+++ AUFLISTUNG

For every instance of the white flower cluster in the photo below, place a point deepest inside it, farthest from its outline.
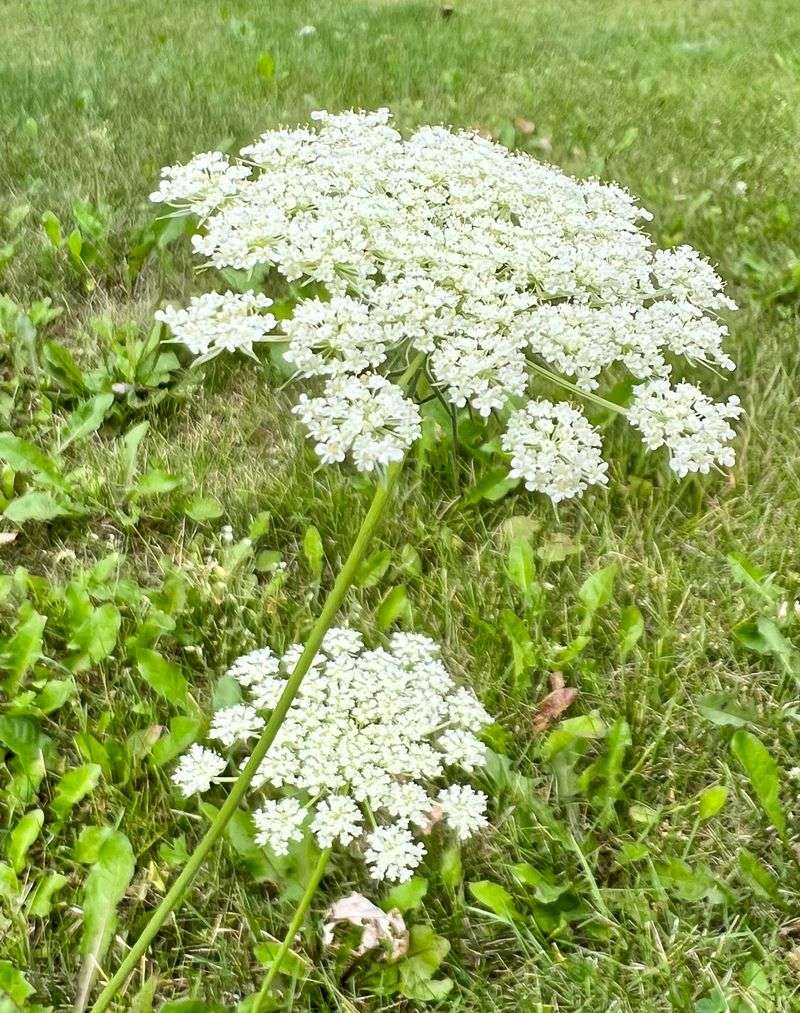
(366, 755)
(219, 322)
(694, 427)
(448, 251)
(554, 450)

++++++

Schreib die gesamte Auflistung noch einmal ab und tausche dabei "white" gegen "yellow" aus, ohne sonst etwas zu verändern. Die Bilder lässt du in deiner Antwort weg.

For every instance of the yellow flower cluster in the photo below, place a point deepest inside it, farthest from its outline.
(366, 755)
(219, 322)
(694, 427)
(448, 251)
(554, 450)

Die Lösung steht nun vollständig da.